» **RECORD SET**:

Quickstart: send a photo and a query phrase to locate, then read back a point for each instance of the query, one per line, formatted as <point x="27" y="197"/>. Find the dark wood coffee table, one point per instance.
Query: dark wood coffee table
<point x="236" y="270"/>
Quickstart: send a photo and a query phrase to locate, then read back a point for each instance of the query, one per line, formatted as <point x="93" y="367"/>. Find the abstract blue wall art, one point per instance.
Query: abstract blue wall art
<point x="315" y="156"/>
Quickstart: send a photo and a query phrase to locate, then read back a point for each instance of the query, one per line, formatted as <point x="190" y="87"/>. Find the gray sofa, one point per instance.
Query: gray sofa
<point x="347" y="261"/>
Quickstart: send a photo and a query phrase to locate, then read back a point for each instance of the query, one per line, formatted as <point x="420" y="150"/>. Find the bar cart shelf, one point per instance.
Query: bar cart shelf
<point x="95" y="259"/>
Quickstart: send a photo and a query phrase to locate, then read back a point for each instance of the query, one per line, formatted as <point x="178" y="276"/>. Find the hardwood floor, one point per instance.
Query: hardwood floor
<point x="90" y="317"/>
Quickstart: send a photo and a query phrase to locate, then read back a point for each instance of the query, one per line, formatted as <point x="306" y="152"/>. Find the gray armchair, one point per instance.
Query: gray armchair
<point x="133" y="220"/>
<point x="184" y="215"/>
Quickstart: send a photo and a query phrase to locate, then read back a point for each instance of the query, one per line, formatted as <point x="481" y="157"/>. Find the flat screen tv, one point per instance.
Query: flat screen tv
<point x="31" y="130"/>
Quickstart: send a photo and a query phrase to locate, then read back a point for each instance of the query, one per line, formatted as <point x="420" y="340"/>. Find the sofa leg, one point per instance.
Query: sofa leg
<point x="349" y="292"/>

» **ACTIVITY**:
Your job is to reproduce the data in full, with every line intact.

» **ANSWER BELOW**:
Quickstart: send a photo and a query phrase to locate, then read back a point for each instance of the query, one per line, formatted as <point x="27" y="197"/>. Find the dark wood coffee table, one point per instance.
Query: dark wood coffee table
<point x="236" y="270"/>
Quickstart: send a photo and a query phrase to locate, then read back a point for each instance of the query, one per line, formatted as <point x="93" y="367"/>. Find the abstract blue wall art, one point per instance.
Query: abstract blue wall art
<point x="315" y="156"/>
Quickstart: send a photo and a query phrase to locate, then read back a point for each instance of the query, one per line, formatted as <point x="190" y="87"/>. Find the gray sofa, one point per instance.
Query: gray sofa
<point x="347" y="261"/>
Quickstart: send a photo and a query phrase to locate, then read back a point for each instance of the query, one per line, formatted as <point x="420" y="150"/>. Find the bar cart shelf, one point per instance.
Query: bar cart shelf
<point x="95" y="259"/>
Quickstart: send a photo and a query phrase to locate, then read back a point for each instance of the query, one per line, formatted as <point x="178" y="276"/>. Find the hardwood floor, one point per instance.
Query: hardwood floor
<point x="90" y="317"/>
Quickstart: send a photo and a query phrase to locate, then read back a point for each instance of the query, one per line, formatted as <point x="306" y="152"/>. Find the gray armchair, one point per instance.
Query: gray armchair
<point x="133" y="220"/>
<point x="184" y="215"/>
Quickstart: send a photo and a query phrase to locate, then read back a point for each instance of the query, one per line, formatted as <point x="481" y="157"/>. Find the flat screen tv, one point per instance.
Query: flat screen tv
<point x="31" y="130"/>
Quickstart: send a photo and a query phrase to locate, then read back a point for each instance of the query, one per line, formatted as <point x="420" y="340"/>. Find the sofa leg, one point per instance.
Query: sofa leg
<point x="349" y="292"/>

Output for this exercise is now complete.